___ Extract ___

Lubeck (Germany), February 24, 2026 – Gabler Group AG (the “Company” or “Gabler”), an established developer and manufacturer of mission-critical subsea technologies in the business areas of Submarine Systems, Subsea Communications & Data and Subsea Power, has set the price range for its planned initial public offering (“IPO” or the “Offering”) at EUR 37.00 to EUR 47.00 per share. The final offer price will be determined through a bookbuilding process and is expected to be set on or about March 4, 2026.

The Offering comprises up to 1,050,000 new shares from a cash capital increase (the “New Shares”), up to 1,575,000 existing shares (the “Sale Shares”) from the holdings of Possehl Mittelstandsbeteiligungen GmbH (the “Selling Shareholder”), as well as up to 393,750 existing shares from the holdings of the Selling Shareholder in connection with an over-allotment option (the “Over-Allotment Shares”, and together with the New Shares and the Sale Shares, the “Offer Shares”). In total, up to 3,018,750 shares of the Company are expected to be placed as part of the Offering. Assuming placement of all Offer Shares (including exercise of the greenshoe option), this would correspond to an offer volume of between approximately EUR 112 million and EUR 142 million. The targeted post-money market capitalisation (at midpoint of price range) would be approximately EUR 254 million, with a free float of approximately 49.9%, enabling liquid trading in the Company’s shares.

David Schirm, CEO of Gabler: “We see an exceptionally attractive market environment for mission-critical underwater technologies. Rising defence spending, the protection of critical maritime infrastructure and the increasing relevance of autonomous underwater systems are driving sustained structural demand. With our leading position in Submarine Systems, dynamic growth in Subsea Communications & Data and Subsea Power, and our substantial order backlog, we have a strong operational foundation and clear visibility. As a listed company, we intend to further strengthen our innovation capabilities, expand our international footprint and consistently capitalise on the growth opportunities ahead.”

The targeted net proceeds of approximately EUR 41 million (at midpoint of price range) are intended to be used to strengthen the balance sheet, accelerate organic growth in particular by expanding sales capacities through investment in the sales network, sales structures and additional sales personnel as well as through investments in the expansion and ramp-up of production capacities and targeted investment in research and development, including related personnel, and for selected smaller acquisitions.

Further Details of the Offering

Full details of the Offering will be set out in the securities prospectus, which is expected to be approved today by the German Federal Financial Supervisory Authority (Bundesanstalt für Finanzdienstleistungsaufsicht – “BaFin”) and subsequently published on the Company’s website at www.gablergroup.com under the section “IPO”.

Subject to the approval of the prospectus, the offer period is expected to commence on February 25, 2026, and to end on or about March 4, 2026, at 12:00 noon (CET) for retail investors and 16:00 (CET) for institutional investors. Retail investors are expected to be able to submit purchase orders for the public offering in Germany via the DirectPlace® subscription functionality of the Frankfurt Stock Exchange from February 27, 2026. The final offer price and the final number of shares to be sold in the IPO will be determined through a bookbuilding process and are expected to be set on or about March 4, 2026, and announced in a separate publication. The first trading day of the shares is scheduled for March 9, 2026. Delivery of the allocated shares is expected on or about March 10, 2026.

___

▸ Stated goal 1:
What price range per share does the Gabler IPO announcement give?
▸ Stated goal 2:
Pick up the Gabler IPO announcement right after its final sentence and keep writing it.

___ Entries supplied ___

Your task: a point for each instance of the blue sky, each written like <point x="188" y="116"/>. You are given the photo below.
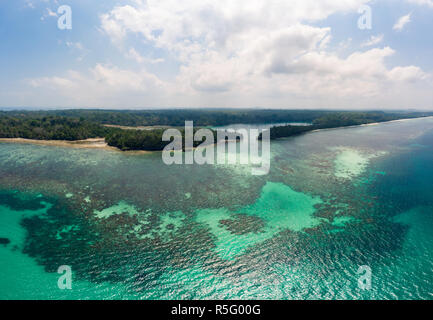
<point x="202" y="53"/>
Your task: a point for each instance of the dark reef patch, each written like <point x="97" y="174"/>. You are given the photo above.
<point x="242" y="224"/>
<point x="4" y="241"/>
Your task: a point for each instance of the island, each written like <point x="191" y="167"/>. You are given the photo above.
<point x="142" y="130"/>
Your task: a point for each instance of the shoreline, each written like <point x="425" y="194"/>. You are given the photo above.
<point x="92" y="143"/>
<point x="371" y="124"/>
<point x="99" y="143"/>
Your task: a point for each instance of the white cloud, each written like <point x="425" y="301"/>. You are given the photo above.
<point x="402" y="22"/>
<point x="134" y="55"/>
<point x="239" y="53"/>
<point x="423" y="2"/>
<point x="373" y="41"/>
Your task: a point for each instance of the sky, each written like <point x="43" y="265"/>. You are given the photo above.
<point x="291" y="54"/>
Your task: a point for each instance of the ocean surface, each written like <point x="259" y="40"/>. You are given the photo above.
<point x="131" y="227"/>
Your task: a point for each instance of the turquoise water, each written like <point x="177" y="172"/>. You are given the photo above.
<point x="131" y="227"/>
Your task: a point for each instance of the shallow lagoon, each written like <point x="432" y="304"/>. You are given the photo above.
<point x="133" y="228"/>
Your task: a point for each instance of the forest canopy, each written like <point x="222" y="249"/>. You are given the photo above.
<point x="84" y="124"/>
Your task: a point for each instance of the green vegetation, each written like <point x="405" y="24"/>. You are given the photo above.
<point x="84" y="124"/>
<point x="49" y="128"/>
<point x="149" y="140"/>
<point x="341" y="119"/>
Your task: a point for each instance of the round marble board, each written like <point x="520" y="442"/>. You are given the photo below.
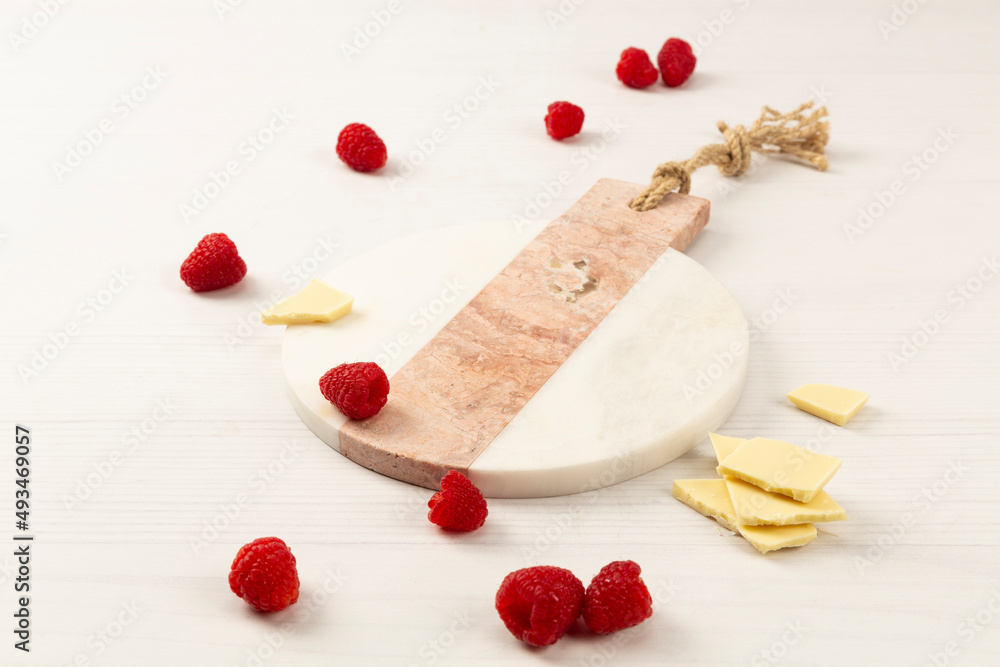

___

▸ Expected answer 1:
EUR 37.00 to EUR 47.00 per share.

▸ Expected answer 2:
The lock-up period for the Company and the selling shareholder is 12 months, subject to customary exceptions. During the final six months of the lock-up period, this may be waived early by the Sole Global Coordinator.

The shares of Gabler Group AG are intended to be listed under the ticker symbol “XK4” and ISIN DE000A421RZ9 in the Scale segment of the Open Market (Freiverkehr) of the Frankfurt Stock Exchange.

In connection with the Offering, Cantor Fitzgerald Ireland Limited is acting as Sole Global Coordinator and Joint Bookrunner. B. Metzler seel. Sohn & Co. Aktiengesellschaft is acting as Joint Bookrunner.

Further information is available at www.gablergroup.com.

INVESTOR RELATIONS CONTACT:

Patrick Jacobs
VP Investor Relations
Email: IR@gablergroup.com

ABOUT GABLER GROUP

Founded in 1962, the Gabler Group, headquartered in Lubeck, Germany, is an established developer and manufacturer of mission-critical subsea solutions generating the vast majority of its net sales from defense and defense-related solutions. Gabler is the leading European and top two global supplier of mission-critical hoistable masts and associated control systems in terms of volume to conventional submarines in the Submarine Systems business area (source: Company information). Gabler Group is a trusted partner to over 250 worldwide customers including 25 Navies and employs approximately 240 people.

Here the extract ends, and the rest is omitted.